Training a new model

See resmico train -h

Example 1: predicting misassemblies with the "default" model

If you already have metagenome reads mapped to your contigs, you can process your own data much like in this example.

The model was trained with data produced via mapping Illumina paired-end reads with Bowtie2.

Working directory

mkdir example1 && cd example1

Get the example dataset

The dataset consists of a few UHGG genomes (MAGs) and associated BAM files. The BAM files were generated by using Bowtie2 to map the associated metagenome paired-end reads (from which the MAGs were assembled) to the MAG contigs.

So, the input consists of fasta files (contigs) and BAM files (mapped reads).

A simple tab-delimited table is used to map the fasta & BAM files.

Map file format:

* A tab-delim table with the columns (any order is allowed): 
  * `Taxon` => name associated with the fasta file of contigs
  * `Fasta` => path to the fasta file of contigs
  * `Sample` => name associated with the BAM file 
  * `BAM` => path to the BAM file of reads mapped to the contigs in `Fasta`

See the map.tsv file for an example.

- [Task requirements]
1 > In the misassembly text, which program mapped the Illumina paired-end reads used to train the model?
2 > Translate this sentence from the misassembly text into Spanish: "So, the input consists of fasta files (contigs) and BAM files (mapped reads)."
3 > Do these statements agree with the misassembly text? Answer yes or no for each, and quote the words from the text that decide it.
(a) The columns of the map file must appear in a fixed order.
(b) The example dataset includes BAM files.
(c) The fasta and BAM files are mapped with a comma-delimited table.
The material after this point has no connection to the misassembly text.

- [Data section]
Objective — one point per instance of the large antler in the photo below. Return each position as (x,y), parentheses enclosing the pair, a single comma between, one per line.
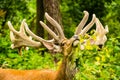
(100,33)
(20,39)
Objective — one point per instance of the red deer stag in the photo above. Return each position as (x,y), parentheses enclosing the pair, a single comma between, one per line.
(68,67)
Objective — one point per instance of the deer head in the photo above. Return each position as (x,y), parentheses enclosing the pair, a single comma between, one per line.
(68,46)
(100,35)
(68,67)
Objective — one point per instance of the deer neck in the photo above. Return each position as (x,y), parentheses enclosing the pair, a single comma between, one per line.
(66,70)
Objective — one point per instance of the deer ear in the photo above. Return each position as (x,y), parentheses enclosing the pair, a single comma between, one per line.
(48,45)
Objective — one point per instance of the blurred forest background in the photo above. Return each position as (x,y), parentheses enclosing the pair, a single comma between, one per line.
(94,65)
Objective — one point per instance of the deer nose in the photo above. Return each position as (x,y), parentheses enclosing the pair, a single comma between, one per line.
(76,37)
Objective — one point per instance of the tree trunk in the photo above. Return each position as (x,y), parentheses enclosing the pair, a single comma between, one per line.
(53,9)
(40,17)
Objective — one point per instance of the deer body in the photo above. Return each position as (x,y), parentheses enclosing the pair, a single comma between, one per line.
(11,74)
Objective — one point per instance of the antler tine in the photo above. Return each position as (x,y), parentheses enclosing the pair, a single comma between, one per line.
(88,26)
(20,39)
(56,25)
(22,27)
(82,23)
(35,36)
(49,31)
(11,27)
(101,26)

- [Results for the exercise]
1 > Bowtie2

2 > Así que la entrada consiste en archivos fasta (cóntigos) y archivos BAM (lecturas mapeadas).

3 >
(a) No: "any order is allowed"
(b) Yes: "The dataset consists of a few UHGG genomes (MAGs) and associated BAM files."
(c) No: "A simple tab-delimited table is used to map the fasta & BAM files."